▸ Assignment: Which lines have the string "prompts"? Copy all of them from the entries below.

[Data items]

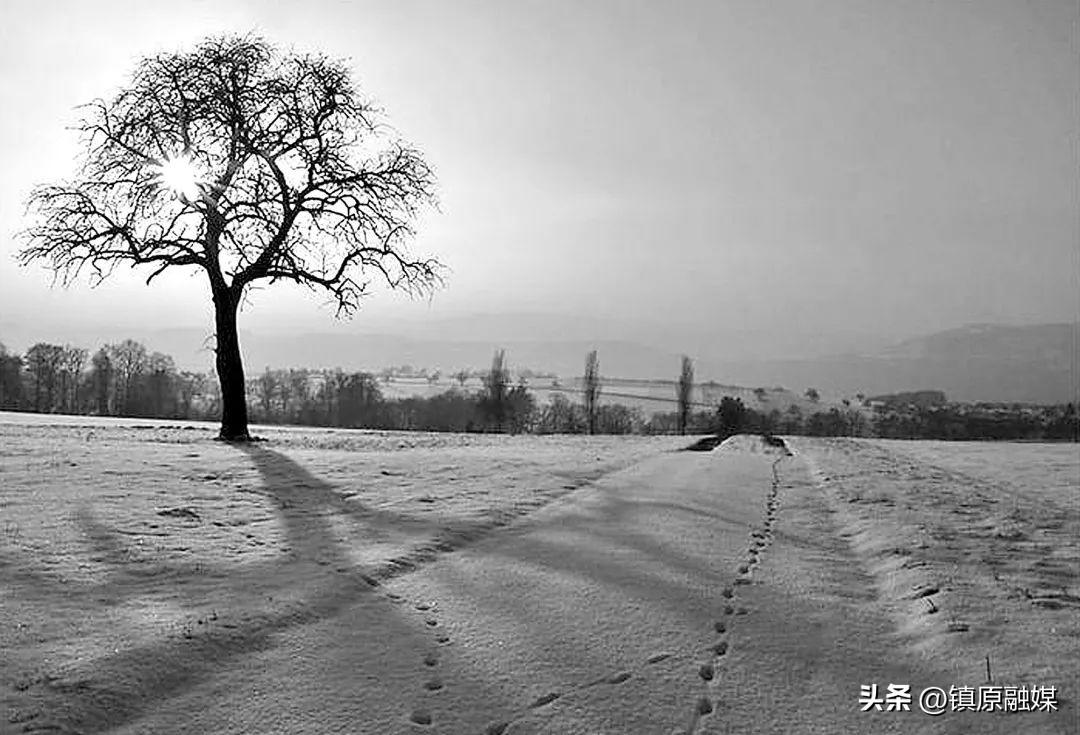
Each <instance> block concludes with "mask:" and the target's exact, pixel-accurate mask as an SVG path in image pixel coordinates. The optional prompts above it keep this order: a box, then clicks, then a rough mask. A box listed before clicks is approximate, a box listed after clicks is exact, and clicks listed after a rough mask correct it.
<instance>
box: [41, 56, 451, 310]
mask: <svg viewBox="0 0 1080 735" xmlns="http://www.w3.org/2000/svg"><path fill="white" fill-rule="evenodd" d="M83 111H84V115H83V118H82V121H81V123H80V124H79V125H78V130H79V131H80V132H81V134H82V141H83V147H84V154H83V160H82V162H81V166H80V172H79V175H78V176H77V177H76V178H73V179H71V180H68V181H64V182H60V183H54V185H46V186H40V187H38V188H36V189H35V190H33V192H32V194H31V196H30V202H29V204H30V210H31V213H33V214H35V215H37V216H36V219H35V222H33V224H31V226H30V227H29V228H28V229H27V230H26V232H25V239H26V245H27V246H26V247H25V248H24V249H23V250H22V253H21V258H22V260H23V261H24V262H28V261H31V260H39V259H42V260H45V261H46V262H49V263H50V264H51V266H52V267H53V269H55V271H56V273H57V274H58V275H59V276H60V277H62V278H63V280H64V282H65V283H67V282H69V281H71V280H72V278H75V277H78V276H79V275H80V274H82V273H84V272H89V274H90V277H91V278H92V280H95V281H100V280H102V278H104V277H106V276H107V275H108V274H109V273H110V272H111V271H112V269H113V268H114V267H116V266H117V264H120V263H127V264H132V266H147V267H150V268H151V269H152V271H151V272H150V274H149V276H148V278H147V282H148V283H149V282H150V281H152V280H153V277H154V276H157V275H158V274H160V273H161V272H163V271H164V270H165V269H167V268H170V267H173V266H197V267H200V268H202V269H204V270H205V271H206V272H207V274H208V276H210V278H211V282H212V285H213V286H214V287H215V289H216V288H228V289H231V290H232V291H234V292H237V294H240V292H242V291H243V289H244V288H245V287H246V286H247V285H248V284H251V283H253V282H255V281H258V280H260V278H268V280H270V281H276V280H288V281H294V282H297V283H300V284H303V285H306V286H309V287H311V288H315V289H326V290H328V291H329V292H330V294H332V295H333V296H334V297H335V300H336V303H337V307H338V309H339V310H341V311H343V312H346V313H349V312H351V311H353V310H354V309H355V308H356V307H357V304H359V299H360V298H361V297H362V296H363V295H364V292H365V291H366V289H367V286H368V282H367V277H368V276H370V275H372V274H378V275H381V276H382V278H383V280H384V281H386V282H387V283H388V284H389V285H390V286H391V287H395V288H404V289H406V290H410V291H418V290H419V291H424V290H428V289H430V288H431V287H433V286H434V285H435V284H436V283H437V280H438V270H440V269H438V263H437V262H436V261H434V260H432V259H424V258H411V257H409V256H408V255H407V253H406V251H405V250H404V247H403V246H404V244H405V243H406V241H407V240H408V239H409V237H410V236H411V235H413V234H414V222H415V220H416V216H417V214H418V212H419V209H420V208H421V207H422V206H423V205H426V204H431V203H433V202H434V193H433V192H434V176H433V174H432V172H431V169H430V168H429V166H428V165H427V164H426V163H424V161H423V158H422V156H421V155H420V154H419V152H418V151H417V150H416V149H414V148H411V147H410V146H408V145H406V144H404V142H403V141H401V140H400V139H397V138H396V137H395V136H394V135H393V134H392V132H391V130H390V128H389V127H388V126H387V125H386V123H383V122H382V121H381V112H380V110H379V109H378V108H377V107H376V106H375V105H374V104H373V103H372V101H369V100H367V99H365V98H364V97H363V96H362V95H361V94H360V93H359V91H357V90H356V89H355V86H354V85H353V83H352V81H351V78H350V73H349V69H348V68H347V67H346V65H345V64H343V63H341V62H338V60H334V59H330V58H327V57H326V56H323V55H314V54H283V53H281V52H279V51H278V50H276V49H275V47H274V46H272V45H271V44H269V43H268V42H266V41H265V40H262V39H259V38H254V37H239V38H238V37H222V38H213V39H208V40H206V41H204V42H203V43H201V44H200V45H199V46H198V47H195V49H194V50H193V51H191V52H189V53H170V54H160V55H157V56H153V57H149V58H146V59H144V60H143V62H141V63H140V64H139V65H138V67H137V69H136V71H135V73H134V76H133V77H132V79H131V82H130V83H129V84H127V85H126V86H125V87H124V89H122V90H121V91H120V92H119V93H118V94H117V95H116V96H114V97H112V98H111V99H107V100H106V99H96V100H94V101H93V103H91V104H90V105H87V106H85V107H84V109H83Z"/></svg>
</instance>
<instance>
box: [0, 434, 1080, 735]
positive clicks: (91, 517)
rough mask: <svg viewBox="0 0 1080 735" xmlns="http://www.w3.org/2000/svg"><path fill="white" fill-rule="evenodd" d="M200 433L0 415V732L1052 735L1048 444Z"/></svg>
mask: <svg viewBox="0 0 1080 735" xmlns="http://www.w3.org/2000/svg"><path fill="white" fill-rule="evenodd" d="M214 433H215V427H214V426H212V425H208V424H200V423H178V422H164V423H163V422H151V421H141V420H131V421H118V420H104V419H84V418H81V417H71V418H57V417H26V416H21V414H3V413H0V622H2V624H0V733H8V732H12V733H23V732H62V733H67V732H70V733H73V732H86V733H93V732H123V733H157V732H188V733H211V732H219V733H226V732H228V733H245V732H260V733H261V732H283V733H285V732H305V733H325V732H342V733H411V732H436V733H491V734H502V735H505V734H511V733H518V734H519V733H541V732H542V733H582V734H584V733H654V732H660V733H665V734H666V733H674V732H684V733H693V734H694V735H701V734H702V733H707V732H774V733H785V732H796V733H798V732H822V733H824V732H866V733H877V732H905V733H907V732H913V733H914V732H933V733H939V732H940V733H951V732H971V733H983V732H991V733H1004V732H1009V733H1018V732H1024V733H1028V732H1030V733H1042V732H1047V733H1067V732H1080V727H1077V726H1076V725H1078V724H1080V720H1078V719H1077V718H1078V710H1077V706H1076V699H1077V692H1078V685H1080V681H1078V678H1080V677H1078V673H1080V665H1078V662H1080V614H1078V613H1080V586H1078V585H1080V454H1078V452H1077V451H1076V446H1075V445H1071V446H1070V445H1028V444H944V443H903V441H876V440H851V439H809V438H801V437H795V438H793V439H792V440H791V445H792V447H793V449H794V450H795V451H796V455H795V457H792V458H787V457H783V455H782V454H778V453H774V452H772V453H770V452H769V451H768V449H767V448H765V447H762V446H761V444H760V441H758V440H757V439H753V438H751V437H735V438H734V439H730V440H728V441H727V443H726V444H725V445H723V446H721V447H720V448H719V449H717V450H715V451H713V452H676V451H674V450H676V449H679V448H683V447H685V446H686V445H688V444H689V443H690V441H691V440H692V438H690V437H651V438H650V437H582V436H573V437H525V436H521V437H511V436H490V435H453V434H405V433H380V432H351V431H333V430H307V428H303V430H301V428H272V427H259V428H258V430H257V432H256V433H258V434H259V435H261V436H264V437H266V438H267V439H268V440H267V441H265V443H258V444H255V445H252V446H249V447H238V446H229V445H224V444H220V443H217V441H214V440H213V436H214ZM774 472H775V475H774V474H773V473H774ZM987 656H989V666H990V669H991V676H993V678H994V681H995V683H1002V684H1009V683H1011V684H1018V683H1026V684H1040V685H1055V686H1057V688H1058V695H1057V702H1058V705H1059V707H1061V711H1057V712H1051V713H1048V714H1038V713H1014V714H1009V716H1005V714H989V713H976V714H972V716H960V717H948V716H945V717H942V718H930V717H928V716H923V714H921V713H916V712H899V713H897V712H869V713H866V712H860V711H859V706H858V702H856V699H858V695H859V688H860V683H870V682H872V681H874V680H875V679H876V677H882V678H883V677H886V676H894V677H901V676H907V677H909V678H910V679H912V681H909V683H910V684H913V685H919V684H922V685H926V684H928V683H930V682H934V683H937V682H940V683H942V684H943V685H946V686H947V685H948V684H949V683H953V684H958V685H975V686H977V685H978V684H982V683H985V680H986V667H987V663H986V657H987ZM879 683H880V684H881V686H882V689H883V688H885V684H886V683H888V682H886V681H879Z"/></svg>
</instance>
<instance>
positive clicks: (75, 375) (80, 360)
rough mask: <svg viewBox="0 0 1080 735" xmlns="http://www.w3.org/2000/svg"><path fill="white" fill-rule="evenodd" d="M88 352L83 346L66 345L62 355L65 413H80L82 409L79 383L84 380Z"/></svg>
mask: <svg viewBox="0 0 1080 735" xmlns="http://www.w3.org/2000/svg"><path fill="white" fill-rule="evenodd" d="M87 354H89V353H87V352H86V351H85V350H83V349H82V348H75V346H71V345H70V344H65V345H64V353H63V355H62V356H60V393H62V398H60V410H62V411H64V412H65V413H79V412H81V410H82V406H81V405H80V400H79V385H80V383H81V382H82V369H83V367H84V366H85V365H86V356H87Z"/></svg>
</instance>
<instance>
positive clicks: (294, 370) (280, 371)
mask: <svg viewBox="0 0 1080 735" xmlns="http://www.w3.org/2000/svg"><path fill="white" fill-rule="evenodd" d="M481 379H482V387H480V389H478V390H472V391H470V390H467V389H465V381H464V380H460V381H459V385H456V386H454V387H451V389H449V390H447V391H445V392H443V393H441V394H438V395H434V396H430V397H420V396H415V397H407V398H388V397H386V396H384V394H383V392H382V389H381V387H380V381H379V380H378V378H377V377H376V376H374V375H372V373H368V372H346V371H343V370H340V369H336V370H312V369H306V368H299V369H297V368H291V369H270V368H267V369H266V370H265V371H264V372H262V373H261V375H258V376H256V377H254V378H251V379H248V380H247V396H248V404H249V411H251V416H252V418H253V420H254V421H256V422H259V423H271V424H297V425H310V426H341V427H353V428H382V430H405V431H441V432H507V433H537V434H589V433H594V434H672V433H690V434H708V433H719V434H721V435H730V434H737V433H761V434H788V435H793V434H795V435H799V434H802V435H811V436H879V437H890V438H932V439H1013V440H1016V439H1028V440H1072V441H1076V440H1078V439H1080V420H1078V416H1077V407H1076V405H1075V404H1068V405H1062V406H1023V405H996V404H955V403H947V401H946V400H945V396H944V395H943V394H940V393H933V394H930V393H926V394H922V393H920V394H896V395H893V396H878V397H876V398H874V399H867V400H865V401H862V403H860V404H858V405H851V403H850V401H848V403H846V404H845V405H843V406H842V408H841V407H834V408H829V409H827V410H820V411H812V412H804V411H802V410H801V409H800V408H799V407H798V406H794V405H793V406H791V407H789V408H788V409H787V410H785V411H781V410H779V409H773V410H770V411H768V412H766V411H764V410H755V409H754V408H752V407H747V406H746V405H744V404H743V401H742V400H741V399H738V398H732V397H725V398H723V399H721V401H720V404H719V406H718V407H717V408H716V409H704V410H701V409H699V410H694V406H693V404H691V401H690V395H691V392H692V389H693V366H692V362H691V360H690V359H689V358H687V357H684V358H683V363H681V370H680V375H679V378H678V381H677V382H676V391H675V393H676V395H675V396H674V400H675V405H676V410H674V411H660V412H654V413H651V414H649V416H646V414H645V413H644V412H643V411H642V410H640V409H638V408H631V407H627V406H623V405H620V404H616V403H611V401H602V400H600V397H602V395H603V378H602V376H600V370H599V358H598V355H597V354H596V352H592V353H590V354H589V355H588V356H586V358H585V371H584V377H583V380H582V399H581V401H580V403H578V401H572V400H570V399H569V398H567V397H566V396H565V395H563V394H554V395H553V396H552V397H551V399H550V400H549V401H548V403H543V404H540V403H538V401H537V400H536V397H535V396H534V395H532V392H531V391H530V390H529V389H528V385H527V384H526V382H525V381H524V380H521V379H519V380H518V382H517V383H514V382H513V381H512V378H511V373H510V370H509V369H508V366H507V362H505V355H504V353H503V352H502V351H501V350H500V351H498V352H496V354H495V356H494V358H492V362H491V366H490V368H489V369H488V370H487V372H486V373H482V375H481ZM860 397H861V396H860ZM867 406H873V408H872V410H867V409H866V407H867ZM0 409H4V410H19V411H33V412H41V413H76V414H96V416H121V417H143V418H162V419H194V420H217V419H218V418H219V417H220V411H221V397H220V391H219V387H218V381H216V380H215V379H214V378H213V376H211V375H208V373H203V372H192V371H187V370H179V369H177V367H176V364H175V362H174V360H173V358H172V357H171V356H168V355H165V354H162V353H159V352H150V351H148V350H147V349H146V348H145V346H144V345H143V344H140V343H138V342H135V341H133V340H125V341H123V342H119V343H117V344H106V345H103V346H102V348H100V349H98V350H97V351H96V352H94V353H93V354H91V353H89V352H87V351H86V350H84V349H81V348H75V346H71V345H57V344H49V343H43V342H41V343H38V344H35V345H33V346H31V348H30V349H29V350H27V351H26V353H25V354H23V355H19V354H15V353H11V352H9V351H8V350H5V349H4V348H3V345H2V344H0Z"/></svg>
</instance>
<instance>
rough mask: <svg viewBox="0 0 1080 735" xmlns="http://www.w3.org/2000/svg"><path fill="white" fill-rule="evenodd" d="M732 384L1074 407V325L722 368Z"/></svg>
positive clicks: (981, 330)
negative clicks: (758, 383) (919, 396)
mask: <svg viewBox="0 0 1080 735" xmlns="http://www.w3.org/2000/svg"><path fill="white" fill-rule="evenodd" d="M725 369H726V370H727V373H728V375H729V376H730V377H731V379H732V380H735V381H744V380H747V379H751V378H753V377H757V379H758V381H759V382H765V383H767V384H772V383H780V384H783V385H785V386H788V387H794V386H799V385H813V386H815V387H819V389H821V390H824V391H840V392H846V393H848V394H850V393H851V392H852V391H859V392H862V393H865V394H867V395H869V394H879V393H895V392H900V391H918V390H939V391H944V392H945V395H946V396H947V397H948V398H949V399H950V400H966V401H1005V403H1013V401H1015V403H1036V404H1051V403H1066V401H1070V400H1071V401H1077V400H1080V324H1045V325H1035V326H1002V325H987V324H982V325H971V326H967V327H961V328H959V329H949V330H947V331H942V332H936V334H934V335H928V336H926V337H919V338H915V339H909V340H905V341H903V342H900V343H899V344H895V345H892V346H890V348H887V349H885V350H881V351H878V352H875V353H872V354H847V355H834V356H826V357H820V358H813V359H791V360H756V362H745V363H731V364H728V365H726V366H725Z"/></svg>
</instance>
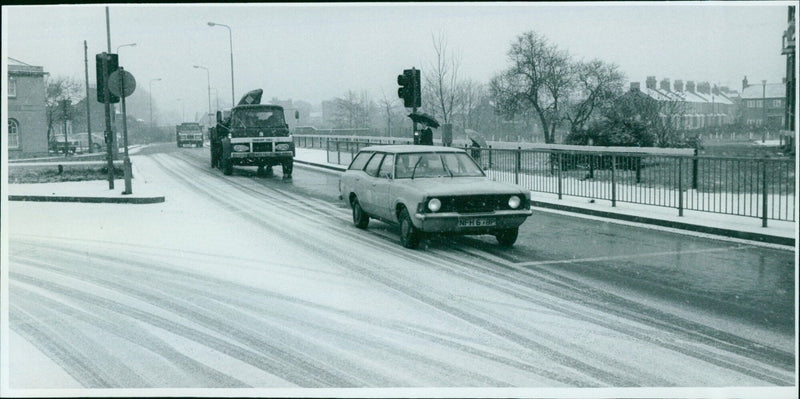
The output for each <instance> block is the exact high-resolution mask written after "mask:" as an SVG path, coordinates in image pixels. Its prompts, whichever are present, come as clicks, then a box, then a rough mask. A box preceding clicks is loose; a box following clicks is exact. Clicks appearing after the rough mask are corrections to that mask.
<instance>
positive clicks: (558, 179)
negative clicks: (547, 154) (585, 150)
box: [550, 152, 563, 199]
mask: <svg viewBox="0 0 800 399" xmlns="http://www.w3.org/2000/svg"><path fill="white" fill-rule="evenodd" d="M551 155H552V153H551ZM550 159H553V158H552V156H551V158H550ZM556 162H558V164H559V165H561V153H560V152H557V153H556ZM557 170H558V199H561V195H562V193H563V190H562V182H561V167H560V166H559V168H558V169H557Z"/></svg>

▸ Task output:
Each <instance> block concludes with "mask:" and the target's exact, pixel-accurate mask as an SVG path in image pixel coordinates. The optional prompts above it keep this order: a box, then clicks, then a rough mask. A box listed before clicks is approximate, a box listed after clicks is exact, and clicks listed after a rough mask correct it.
The output for each <instance> block is the exact high-resolution mask written after "mask:" as an SVG path, coordinates in image pixels. Its prompts, whichever are present, come as clicks, then a box, then a rough mask. A box preceding clicks is loose; a box following clicks is exact. Clicks appearing after the rough mask are corrections to that mask.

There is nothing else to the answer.